— Begin Extracted information —
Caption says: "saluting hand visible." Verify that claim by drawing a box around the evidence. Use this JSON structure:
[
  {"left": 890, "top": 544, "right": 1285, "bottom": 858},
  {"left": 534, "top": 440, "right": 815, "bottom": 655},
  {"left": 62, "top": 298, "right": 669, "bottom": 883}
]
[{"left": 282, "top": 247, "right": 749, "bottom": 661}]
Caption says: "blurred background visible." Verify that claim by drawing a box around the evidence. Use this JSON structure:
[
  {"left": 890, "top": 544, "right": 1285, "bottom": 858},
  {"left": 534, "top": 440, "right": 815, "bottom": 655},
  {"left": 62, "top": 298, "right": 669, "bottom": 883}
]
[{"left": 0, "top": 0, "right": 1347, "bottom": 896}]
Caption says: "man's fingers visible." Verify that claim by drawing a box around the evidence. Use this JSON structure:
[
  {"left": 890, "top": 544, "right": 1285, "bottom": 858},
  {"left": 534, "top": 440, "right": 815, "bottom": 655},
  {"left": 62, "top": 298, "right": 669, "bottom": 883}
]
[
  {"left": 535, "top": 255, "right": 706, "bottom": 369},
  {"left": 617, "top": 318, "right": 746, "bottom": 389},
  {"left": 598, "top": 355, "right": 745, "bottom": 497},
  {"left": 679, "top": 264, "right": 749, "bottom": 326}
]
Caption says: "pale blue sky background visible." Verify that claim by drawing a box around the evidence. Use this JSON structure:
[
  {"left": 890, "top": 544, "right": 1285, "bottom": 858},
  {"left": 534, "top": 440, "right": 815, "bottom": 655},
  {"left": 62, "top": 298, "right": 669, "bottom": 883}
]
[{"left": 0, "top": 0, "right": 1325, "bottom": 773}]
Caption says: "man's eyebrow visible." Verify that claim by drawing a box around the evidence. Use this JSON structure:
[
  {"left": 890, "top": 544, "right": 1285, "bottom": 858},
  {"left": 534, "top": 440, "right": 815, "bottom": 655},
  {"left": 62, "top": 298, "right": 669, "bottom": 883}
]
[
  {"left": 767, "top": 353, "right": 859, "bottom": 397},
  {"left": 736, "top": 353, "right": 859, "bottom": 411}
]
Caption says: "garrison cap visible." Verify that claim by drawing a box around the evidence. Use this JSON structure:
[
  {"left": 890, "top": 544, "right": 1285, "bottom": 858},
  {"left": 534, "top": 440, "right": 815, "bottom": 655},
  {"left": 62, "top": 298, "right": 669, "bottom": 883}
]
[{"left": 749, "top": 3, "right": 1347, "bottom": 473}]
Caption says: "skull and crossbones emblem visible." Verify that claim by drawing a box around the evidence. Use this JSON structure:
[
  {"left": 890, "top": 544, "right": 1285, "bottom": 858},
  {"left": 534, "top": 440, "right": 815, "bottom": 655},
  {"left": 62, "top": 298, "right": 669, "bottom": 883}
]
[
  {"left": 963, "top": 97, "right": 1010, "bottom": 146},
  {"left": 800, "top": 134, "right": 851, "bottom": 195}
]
— End Extracted information —
Pick out every line in the items above that contains the word "background", and copy each one.

## Response to this task:
Caption says: "blurred background visible." Verify that claim by drawing a box around the evidence. Use this JSON structure:
Caption says: "pale blue sky background visible." Verify that claim by drawing a box around the evidence. Use this JSON structure:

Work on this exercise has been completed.